PROBLEM DETAILS: Exclude the pictures, then restate every entry below exactly.

SUPPLIED DATA:

━━━━━━━━━━━━━━━━━━━━

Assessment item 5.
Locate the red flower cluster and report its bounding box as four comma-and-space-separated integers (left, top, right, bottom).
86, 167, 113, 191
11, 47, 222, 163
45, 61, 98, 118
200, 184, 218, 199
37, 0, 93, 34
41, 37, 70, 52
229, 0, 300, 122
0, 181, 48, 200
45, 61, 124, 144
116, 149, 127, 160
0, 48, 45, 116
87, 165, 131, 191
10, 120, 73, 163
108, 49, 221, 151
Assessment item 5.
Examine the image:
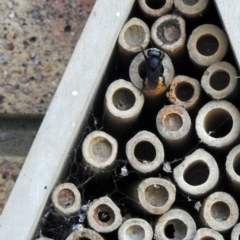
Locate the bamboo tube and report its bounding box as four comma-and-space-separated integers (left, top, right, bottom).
51, 183, 81, 217
66, 226, 104, 240
226, 144, 240, 191
166, 75, 201, 111
173, 149, 219, 198
231, 223, 240, 240
200, 192, 239, 233
174, 0, 210, 18
187, 24, 228, 68
104, 79, 144, 135
156, 104, 192, 147
201, 61, 238, 100
195, 100, 240, 149
87, 196, 122, 233
193, 228, 224, 240
151, 14, 186, 58
82, 130, 118, 172
129, 49, 175, 101
135, 177, 176, 215
126, 130, 164, 174
118, 218, 153, 240
118, 17, 150, 60
154, 208, 196, 240
138, 0, 173, 20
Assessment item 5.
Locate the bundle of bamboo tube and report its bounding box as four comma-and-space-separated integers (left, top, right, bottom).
36, 1, 240, 239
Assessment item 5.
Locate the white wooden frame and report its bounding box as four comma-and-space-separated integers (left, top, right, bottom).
0, 1, 239, 239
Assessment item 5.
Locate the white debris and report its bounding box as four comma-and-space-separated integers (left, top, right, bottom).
120, 165, 128, 176
163, 162, 172, 173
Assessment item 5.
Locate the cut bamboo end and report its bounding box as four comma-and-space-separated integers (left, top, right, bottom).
82, 131, 118, 172
154, 208, 196, 240
126, 131, 164, 174
166, 75, 201, 110
156, 105, 191, 146
87, 196, 122, 233
173, 149, 219, 198
151, 14, 186, 57
129, 49, 175, 99
138, 0, 173, 20
187, 24, 228, 67
201, 61, 238, 100
66, 226, 104, 240
118, 17, 150, 58
200, 192, 239, 233
195, 100, 240, 149
193, 228, 224, 240
51, 183, 81, 217
174, 0, 209, 18
137, 177, 176, 215
118, 218, 153, 240
226, 144, 240, 191
231, 223, 240, 240
104, 79, 144, 133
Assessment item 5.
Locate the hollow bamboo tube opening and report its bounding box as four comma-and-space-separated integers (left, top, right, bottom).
154, 208, 196, 240
193, 228, 224, 240
173, 149, 219, 198
231, 223, 240, 240
195, 100, 240, 149
87, 196, 122, 233
200, 192, 239, 233
66, 226, 104, 240
151, 14, 186, 57
174, 0, 209, 18
104, 79, 144, 134
167, 75, 201, 110
138, 0, 173, 20
82, 131, 118, 172
51, 183, 81, 217
129, 48, 175, 100
187, 24, 228, 67
156, 105, 191, 146
201, 61, 238, 100
118, 218, 153, 240
137, 177, 176, 215
126, 131, 164, 174
118, 18, 150, 58
226, 144, 240, 191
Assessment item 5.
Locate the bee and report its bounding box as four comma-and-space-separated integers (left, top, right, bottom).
141, 47, 165, 92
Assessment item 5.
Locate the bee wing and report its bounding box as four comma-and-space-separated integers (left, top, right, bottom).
146, 65, 161, 91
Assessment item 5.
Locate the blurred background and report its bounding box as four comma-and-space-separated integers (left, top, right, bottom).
0, 0, 96, 213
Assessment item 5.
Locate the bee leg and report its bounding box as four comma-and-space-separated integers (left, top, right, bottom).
141, 46, 148, 61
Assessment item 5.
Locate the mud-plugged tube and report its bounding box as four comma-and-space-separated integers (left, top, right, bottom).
200, 191, 239, 233
135, 177, 176, 215
82, 131, 118, 172
151, 14, 186, 58
154, 208, 196, 240
118, 218, 153, 240
51, 183, 81, 217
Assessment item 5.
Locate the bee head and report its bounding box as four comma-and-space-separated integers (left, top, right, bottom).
147, 48, 164, 59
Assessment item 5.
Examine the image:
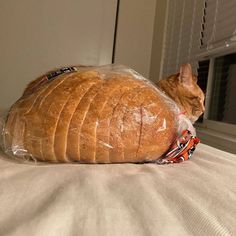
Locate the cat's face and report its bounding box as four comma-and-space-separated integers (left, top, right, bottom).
157, 64, 205, 123
176, 73, 205, 123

━━━━━━━━━━━━━━━━━━━━

ANSWER SECTION:
Assessment item 5.
Locate the red flower cluster and report its bounding box as four comma-and-space-separated integers (left, top, right, bottom).
86, 167, 113, 191
11, 47, 222, 163
45, 61, 98, 118
200, 184, 218, 199
37, 0, 93, 34
41, 37, 70, 52
229, 0, 300, 122
0, 181, 48, 200
45, 61, 124, 144
116, 149, 127, 160
0, 48, 45, 116
87, 165, 131, 191
10, 120, 73, 163
108, 49, 221, 151
Assessment item 5.
Examine the image:
Locate the bamboo tube and report its bounding box as four comma-and-space-separated integers (left, top, right, bottom).
51, 183, 81, 217
66, 226, 104, 240
226, 144, 240, 191
166, 75, 201, 111
173, 149, 219, 198
231, 223, 240, 240
200, 192, 239, 233
174, 0, 210, 18
187, 24, 228, 68
104, 79, 144, 135
156, 104, 192, 147
201, 61, 238, 100
195, 100, 240, 149
87, 196, 122, 233
193, 228, 224, 240
151, 14, 186, 58
82, 130, 118, 172
129, 49, 175, 101
135, 177, 176, 215
126, 130, 164, 174
118, 218, 153, 240
118, 17, 150, 60
154, 208, 196, 240
138, 0, 173, 20
Assessment item 5.
Locate the bundle of bamboo tube and report its bounding box as four comma-and-space-separated integers (left, top, right, bottom).
36, 1, 240, 239
Assessment item 5.
Locate the white wooden frame and report its bounding box as four comma-and-space-separated integers (left, top, right, bottom).
0, 1, 239, 239
Assessment item 5.
Locate the white debris and report its bounding box as four comma-and-space-separated integers (left, top, right, bottom).
120, 165, 128, 176
163, 162, 172, 173
Assessment item 5.
Locate the cut bamboo end and report its bounding box as four comma-and-space-separated integers (left, top, right, bottom).
82, 131, 118, 172
154, 208, 196, 240
126, 131, 164, 174
166, 75, 201, 110
156, 105, 191, 146
87, 196, 122, 233
173, 149, 219, 198
151, 14, 186, 57
129, 49, 175, 99
138, 0, 173, 20
187, 24, 228, 67
201, 61, 238, 100
66, 226, 104, 240
118, 17, 150, 58
200, 192, 239, 233
195, 100, 240, 149
193, 228, 224, 240
51, 183, 81, 217
174, 0, 209, 18
137, 177, 176, 215
118, 218, 153, 240
226, 144, 240, 191
231, 223, 240, 240
104, 79, 144, 133
Assessment item 5.
Locate the hollow bamboo tube opening and report its bounding box as four comma-and-space-separated integers (left, top, right, bottom).
154, 208, 196, 240
193, 228, 224, 240
173, 149, 219, 198
231, 223, 240, 240
195, 100, 240, 149
87, 196, 122, 233
200, 192, 239, 233
66, 226, 104, 240
151, 14, 186, 57
174, 0, 209, 18
104, 79, 144, 134
167, 75, 201, 110
138, 0, 173, 20
82, 131, 118, 172
51, 183, 81, 217
129, 48, 175, 100
187, 24, 228, 67
156, 105, 191, 146
201, 61, 238, 100
118, 218, 153, 240
137, 177, 176, 215
126, 131, 164, 174
118, 18, 150, 58
226, 144, 240, 191
Assessment item 5.
Locate the bee and report its bounding box as four comma-and-space-separated integers (left, top, right, bottom).
141, 47, 165, 92
Assessment item 5.
Locate the bee wing and report its bounding box as four comma-and-space-separated integers (left, top, right, bottom).
146, 65, 161, 91
Assessment item 5.
Locate the blurred background and report its bounding box as four comma-and-space-separated integers (left, top, right, bottom).
0, 0, 96, 213
Assessment item 5.
Locate the bee leg and report its bounding box as four comma-and-space-separated integers (left, top, right, bottom).
141, 46, 148, 61
Assessment item 5.
Locate the mud-plugged tube and report its bounding box as four comma-and-space-separated integers (left, top, right, bottom).
200, 191, 239, 233
135, 177, 176, 215
82, 131, 118, 172
151, 14, 186, 58
154, 208, 196, 240
118, 218, 153, 240
51, 183, 81, 217
Assessment item 5.
Locate the bee head and report its bounding box as four comma-and-space-separated integers (left, top, right, bottom).
147, 48, 164, 59
Assessment item 5.
Examine the image:
Locate the cat's face and report its bounding box as four comma-and-space-separated integers (left, top, right, bottom).
157, 64, 205, 123
176, 73, 205, 123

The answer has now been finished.